-- SOURCE RECORDS follows --

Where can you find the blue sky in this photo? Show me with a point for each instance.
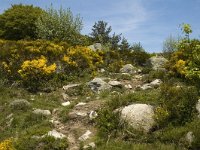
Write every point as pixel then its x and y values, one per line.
pixel 147 21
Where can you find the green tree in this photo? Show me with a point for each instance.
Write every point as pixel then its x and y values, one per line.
pixel 18 22
pixel 100 32
pixel 169 46
pixel 59 24
pixel 124 44
pixel 186 28
pixel 114 41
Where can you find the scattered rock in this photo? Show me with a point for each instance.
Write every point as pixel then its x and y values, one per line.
pixel 65 96
pixel 85 136
pixel 90 145
pixel 138 77
pixel 128 68
pixel 128 86
pixel 10 119
pixel 42 112
pixel 66 87
pixel 139 116
pixel 20 104
pixel 156 83
pixel 102 70
pixel 198 107
pixel 56 134
pixel 81 104
pixel 146 86
pixel 115 84
pixel 157 62
pixel 82 114
pixel 66 103
pixel 93 115
pixel 97 85
pixel 95 47
pixel 189 137
pixel 32 97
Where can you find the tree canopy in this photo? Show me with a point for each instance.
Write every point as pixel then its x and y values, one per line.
pixel 18 22
pixel 59 24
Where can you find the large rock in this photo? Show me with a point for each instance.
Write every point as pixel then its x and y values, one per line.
pixel 157 62
pixel 95 47
pixel 72 89
pixel 67 87
pixel 97 84
pixel 56 134
pixel 128 68
pixel 198 107
pixel 115 84
pixel 42 112
pixel 20 104
pixel 85 136
pixel 139 116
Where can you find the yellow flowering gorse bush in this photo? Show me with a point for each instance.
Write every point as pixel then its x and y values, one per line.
pixel 6 145
pixel 36 69
pixel 81 57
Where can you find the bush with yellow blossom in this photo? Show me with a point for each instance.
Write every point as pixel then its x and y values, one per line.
pixel 81 58
pixel 35 71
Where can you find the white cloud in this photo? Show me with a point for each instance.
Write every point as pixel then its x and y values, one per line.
pixel 126 16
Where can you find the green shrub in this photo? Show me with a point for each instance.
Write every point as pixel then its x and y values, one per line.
pixel 108 123
pixel 45 143
pixel 180 102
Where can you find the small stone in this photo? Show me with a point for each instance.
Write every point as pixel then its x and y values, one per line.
pixel 128 68
pixel 97 85
pixel 66 103
pixel 85 136
pixel 156 82
pixel 115 83
pixel 190 137
pixel 146 86
pixel 70 86
pixel 81 104
pixel 93 115
pixel 65 96
pixel 42 112
pixel 20 104
pixel 82 114
pixel 56 134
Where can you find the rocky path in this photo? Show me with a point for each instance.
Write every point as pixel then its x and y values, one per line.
pixel 80 126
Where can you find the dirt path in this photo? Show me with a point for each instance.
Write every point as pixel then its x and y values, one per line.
pixel 78 124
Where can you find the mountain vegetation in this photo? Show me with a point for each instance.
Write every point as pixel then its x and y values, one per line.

-- SOURCE RECORDS concluded --

Copy every line above that holds the word "path".

ANSWER FOR THE TASK.
Where can you find the rocky path in this photo? Show me with a point for each instance.
Where can you find the dirt path in this photo? Show me with a point for each instance.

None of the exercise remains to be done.